Spatial localization data:
────────

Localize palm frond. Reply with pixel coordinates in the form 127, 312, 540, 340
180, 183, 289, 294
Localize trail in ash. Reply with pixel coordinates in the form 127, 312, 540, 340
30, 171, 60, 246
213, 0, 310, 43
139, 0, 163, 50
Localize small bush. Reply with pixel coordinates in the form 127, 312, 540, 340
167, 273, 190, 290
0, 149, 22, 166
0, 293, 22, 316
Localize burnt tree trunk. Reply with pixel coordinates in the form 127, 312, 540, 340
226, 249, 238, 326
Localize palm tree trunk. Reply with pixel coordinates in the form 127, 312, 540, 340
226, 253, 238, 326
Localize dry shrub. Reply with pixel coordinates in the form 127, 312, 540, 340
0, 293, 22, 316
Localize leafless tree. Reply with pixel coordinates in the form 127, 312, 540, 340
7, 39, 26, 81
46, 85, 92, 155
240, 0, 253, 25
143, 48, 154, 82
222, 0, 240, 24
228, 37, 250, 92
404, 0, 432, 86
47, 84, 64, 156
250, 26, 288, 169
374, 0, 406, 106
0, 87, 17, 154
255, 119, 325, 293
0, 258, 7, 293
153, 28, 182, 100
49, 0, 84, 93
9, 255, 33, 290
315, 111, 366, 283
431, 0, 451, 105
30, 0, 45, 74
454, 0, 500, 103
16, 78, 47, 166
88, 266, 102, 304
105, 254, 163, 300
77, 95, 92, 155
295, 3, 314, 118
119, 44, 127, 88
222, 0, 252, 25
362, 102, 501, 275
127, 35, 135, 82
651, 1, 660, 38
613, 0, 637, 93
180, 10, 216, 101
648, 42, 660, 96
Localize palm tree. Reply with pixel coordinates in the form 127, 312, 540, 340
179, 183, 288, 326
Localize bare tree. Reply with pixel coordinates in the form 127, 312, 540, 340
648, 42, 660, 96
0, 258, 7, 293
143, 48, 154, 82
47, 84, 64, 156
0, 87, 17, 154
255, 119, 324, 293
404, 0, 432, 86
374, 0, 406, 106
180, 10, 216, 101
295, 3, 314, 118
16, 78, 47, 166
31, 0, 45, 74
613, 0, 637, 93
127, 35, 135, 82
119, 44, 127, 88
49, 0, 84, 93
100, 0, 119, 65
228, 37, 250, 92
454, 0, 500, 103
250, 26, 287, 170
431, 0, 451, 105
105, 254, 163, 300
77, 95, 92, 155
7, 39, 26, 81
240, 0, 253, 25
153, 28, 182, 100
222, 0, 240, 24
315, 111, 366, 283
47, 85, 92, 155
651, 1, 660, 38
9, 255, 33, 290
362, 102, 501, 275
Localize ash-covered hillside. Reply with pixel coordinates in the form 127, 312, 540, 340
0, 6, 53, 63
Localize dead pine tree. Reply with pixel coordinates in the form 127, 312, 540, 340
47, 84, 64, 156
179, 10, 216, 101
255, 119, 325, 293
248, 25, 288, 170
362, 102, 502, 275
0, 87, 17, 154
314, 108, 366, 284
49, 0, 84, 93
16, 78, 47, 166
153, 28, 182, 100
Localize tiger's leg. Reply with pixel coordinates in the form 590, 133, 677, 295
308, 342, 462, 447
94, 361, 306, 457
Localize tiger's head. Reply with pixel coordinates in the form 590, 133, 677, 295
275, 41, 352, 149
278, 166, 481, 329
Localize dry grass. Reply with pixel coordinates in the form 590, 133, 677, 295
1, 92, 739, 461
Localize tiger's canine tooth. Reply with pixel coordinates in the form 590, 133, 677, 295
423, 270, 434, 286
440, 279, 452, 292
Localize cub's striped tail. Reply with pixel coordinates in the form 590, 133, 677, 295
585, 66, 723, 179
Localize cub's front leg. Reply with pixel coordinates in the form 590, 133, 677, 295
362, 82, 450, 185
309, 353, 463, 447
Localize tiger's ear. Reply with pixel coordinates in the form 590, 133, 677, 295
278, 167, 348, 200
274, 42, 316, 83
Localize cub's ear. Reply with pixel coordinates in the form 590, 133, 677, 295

────────

**What is required**.
The task requires an exact transcription of all the data.

**Response to the exercise**.
Localize palm frond. Reply with pixel coordinates in the form 127, 312, 540, 340
180, 183, 289, 294
Localize trail in ash. Reply with pixel coordinates in the form 127, 312, 540, 340
30, 171, 60, 246
213, 0, 310, 43
139, 0, 163, 50
Localize small bush. Reply with pixel coordinates in the form 127, 312, 540, 340
167, 273, 190, 290
0, 149, 22, 166
0, 293, 22, 316
Localize burnt tree trunk. Reply with pixel coordinates in the form 127, 312, 540, 340
226, 249, 238, 326
Localize palm tree trunk. Reply with pixel coordinates in the form 127, 312, 540, 340
226, 253, 238, 326
Localize dry shrub. Reply with pixel coordinates in the form 127, 312, 540, 340
0, 293, 22, 316
Localize leafless tree. Reply with pixel coordinates in the form 127, 312, 540, 340
7, 39, 26, 81
46, 85, 92, 155
240, 0, 253, 25
143, 48, 154, 82
222, 0, 240, 24
228, 37, 250, 92
404, 0, 432, 86
47, 84, 64, 156
250, 26, 288, 169
374, 0, 406, 106
0, 87, 17, 154
255, 119, 325, 293
0, 258, 7, 293
153, 28, 182, 100
49, 0, 84, 93
9, 255, 33, 290
315, 111, 366, 283
431, 0, 451, 105
30, 0, 45, 74
454, 0, 500, 103
16, 78, 47, 166
88, 266, 102, 304
105, 254, 163, 300
77, 95, 92, 155
295, 3, 314, 118
119, 44, 127, 88
222, 0, 252, 25
362, 102, 501, 275
127, 35, 135, 82
651, 1, 660, 38
613, 0, 637, 93
180, 10, 216, 101
648, 42, 660, 96
Localize palm tree. Reply with pixel coordinates in the form 127, 312, 540, 340
179, 183, 288, 326
Localize bare tree. Reply with pixel coordinates in the form 127, 312, 540, 340
648, 42, 660, 96
0, 258, 7, 293
143, 48, 154, 82
47, 84, 64, 156
0, 87, 17, 154
255, 119, 324, 293
404, 0, 432, 86
374, 0, 406, 106
180, 10, 216, 101
295, 3, 314, 118
16, 78, 47, 166
31, 0, 45, 74
613, 0, 637, 93
127, 35, 135, 82
119, 44, 127, 88
49, 0, 84, 93
100, 0, 119, 65
228, 37, 250, 92
454, 0, 500, 103
250, 26, 287, 170
431, 0, 451, 105
105, 254, 163, 300
77, 95, 92, 155
7, 39, 26, 81
240, 0, 253, 25
153, 28, 182, 100
222, 0, 240, 24
315, 111, 366, 283
47, 85, 92, 155
651, 1, 660, 38
9, 255, 33, 290
362, 102, 501, 275
Localize ash-covered hillside. Reply with pixel coordinates in the form 127, 312, 540, 340
0, 6, 53, 63
Localize dead pine tree. Reply with pixel coordinates in the form 127, 312, 540, 340
47, 84, 64, 156
179, 10, 216, 101
255, 119, 325, 293
248, 25, 288, 170
362, 102, 502, 275
0, 87, 17, 154
314, 108, 366, 284
49, 0, 84, 93
16, 78, 47, 166
153, 28, 182, 100
Localize tiger's leg. Reply with pixel coordinates in the form 590, 133, 677, 295
308, 342, 462, 447
94, 361, 306, 457
Localize tiger's head. Reply with pixel coordinates in the form 590, 133, 677, 295
275, 41, 352, 149
278, 166, 481, 329
Localize dry grass. Reply with pixel coordinates in the form 590, 133, 677, 295
1, 92, 739, 461
Localize tiger's canine tooth. Reply with pixel coordinates in the form 590, 133, 677, 295
423, 270, 434, 286
440, 279, 452, 292
Localize cub's striped tail. Reply with pixel coordinates in the form 590, 133, 677, 295
585, 66, 723, 179
Localize cub's front leg. Reply with pixel coordinates in the form 590, 133, 677, 295
362, 82, 450, 185
309, 353, 463, 447
Localize tiger's ear. Reply with pixel coordinates in the form 590, 133, 677, 295
278, 167, 348, 200
274, 42, 316, 83
Localize cub's ear. Reply with pixel coordinates in the form 590, 133, 677, 295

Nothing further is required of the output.